## Explore the material
- a) Name every moderator username in the creative writing moderator list in the data-cleaning notebook.
- b) Copy the data-cleaning notebook between "The shape of the tech support dataframe is (5134, 3)" and "creative['title']=creative['title'].replace('title', np.nan)", inclusive, substituting "regular expression" for "regex".

## Text for analysis

....

The shape of the tech support dataframe is (14004, 3) and there are 0 null values
The shape of the creative writing dataframe is (18096, 3) and there are 0 null values


In [13]:
# dropping duplicate values in selftext and choosing to keep the first
techsupport=techsupport.drop_duplicates(subset='selftext', keep='first', inplace=False)
creative=creative.drop_duplicates(subset='selftext', keep='first', inplace=False)

In [14]:
# creating dictionary of subreddit moderators so that we can filter out posts made by them
techsupport_mods = ['Kumorigoe','Willz12h','doctoroctoclops','mandevwin','PipeItToDevNull','Jalad25','ocupi','BigCatSanctuary','Geeknificient','manawolf146']
creative_mods = ['KingBeetle','carbon107','KrisAlmighty','metastasis_d','NO_TOUCHING__lol','JesperTV']
techsupport = techsupport[~techsupport['author'].isin(techsupport_mods)]
creative = creative[~creative['author'].isin(creative_mods)]

In [15]:
# checking shape of  DataFrame after filtering out moderator posts
print(f"The shape of the tech support dataframe is {techsupport.shape}")
print(f"The shape of the creative writing dataframe is {creative.shape}")


The shape of the tech support dataframe is (5134, 3)
The shape of the creative writing dataframe is (7150, 3)


In [16]:
# thru the magic of Ben Mathis and their regex abilities I am able filter out any URLs
techsupport['selftext']=techsupport['selftext'].apply(lambda x: re.sub(r'http\S+', '', x))
creative['selftext']=creative['selftext'].apply(lambda x: re.sub(r'http\S+', '', x))

In [17]:
# replacing titles that are just 'title' with null values so we can remove them
techsupport['title']=techsupport['title'].replace('title', np.nan)
creative['title']=creative['title'].replace('title', np.nan)
creative=creative.dropna(subset=['title'])
techsupport=techsupport.dropna(subset=['title'])

In [18]:
# dropping duplicate titles in title column
techsupport=techsupport.drop_duplicates(subset='title', keep='first', inplace=False)
creative=creative.drop_duplicates(subset='title', keep='first', inplace=False)

In [19]:
# dropping blank entries in DataFrames
creative = creative[~(creative['selftext'] =='')]
techsupport = techsupport[~(techsupport['selftext']=='')]
creative = creative[~(creative['title'] =='')]
techsupport = techsupport[~(techsupport['title']=='')]
creative = creative[~(creative['author'] =='')]
techsupport = techsupport[~(techsupport['author']=='')]

In [20]:
# checking cleaned DataFrames
print(f"The final shape of the cleaned tech support dataframe is {techsupport.shape[0]} rows and {techsupport.shape[1]} columns and there are {techsupport.isna().sum().sum()} null values")
print(f"The final shape of the cleaned creative writing dataframe is {creative.shape[0]} rows and {creative.shape[1]} columns and there are {creative.isna().sum().sum()} null values")


The final shape of the cleaned tech support dataframe is 5120 rows and 3 columns and there are 0 null values
The final shape of the cleaned creative writing dataframe is 6928 rows and 3 columns and there are 0 null values


In [22]:
# exporting cleaned dataframes of tech support and creative writing 
techsupport.to_csv('data2/cleaned_techsupport.csv', index=False)
creative.to_csv('data2/cleaned_creativewriting.csv',index=False)

....

## Record set
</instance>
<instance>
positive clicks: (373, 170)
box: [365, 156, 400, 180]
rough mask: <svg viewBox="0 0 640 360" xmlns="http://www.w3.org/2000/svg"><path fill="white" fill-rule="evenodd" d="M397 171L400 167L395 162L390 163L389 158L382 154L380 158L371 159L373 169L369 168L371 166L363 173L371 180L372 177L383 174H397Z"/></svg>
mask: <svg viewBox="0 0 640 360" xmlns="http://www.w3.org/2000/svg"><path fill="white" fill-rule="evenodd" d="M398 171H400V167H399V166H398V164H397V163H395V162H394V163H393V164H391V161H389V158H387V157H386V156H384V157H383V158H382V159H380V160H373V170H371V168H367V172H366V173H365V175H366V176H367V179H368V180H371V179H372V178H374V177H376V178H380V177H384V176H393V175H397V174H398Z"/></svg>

....

## Written answers
- a) KingBeetle, carbon107, KrisAlmighty, metastasis_d, NO_TOUCHING__lol, JesperTV

- b)
The shape of the tech support dataframe is (5134, 3)
The shape of the creative writing dataframe is (7150, 3)


In [16]:
# thru the magic of Ben Mathis and their regular expression abilities I am able filter out any URLs
techsupport['selftext']=techsupport['selftext'].apply(lambda x: re.sub(r'http\S+', '', x))
creative['selftext']=creative['selftext'].apply(lambda x: re.sub(r'http\S+', '', x))

In [17]:
# replacing titles that are just 'title' with null values so we can remove them
techsupport['title']=techsupport['title'].replace('title', np.nan)
creative['title']=creative['title'].replace('title', np.nan)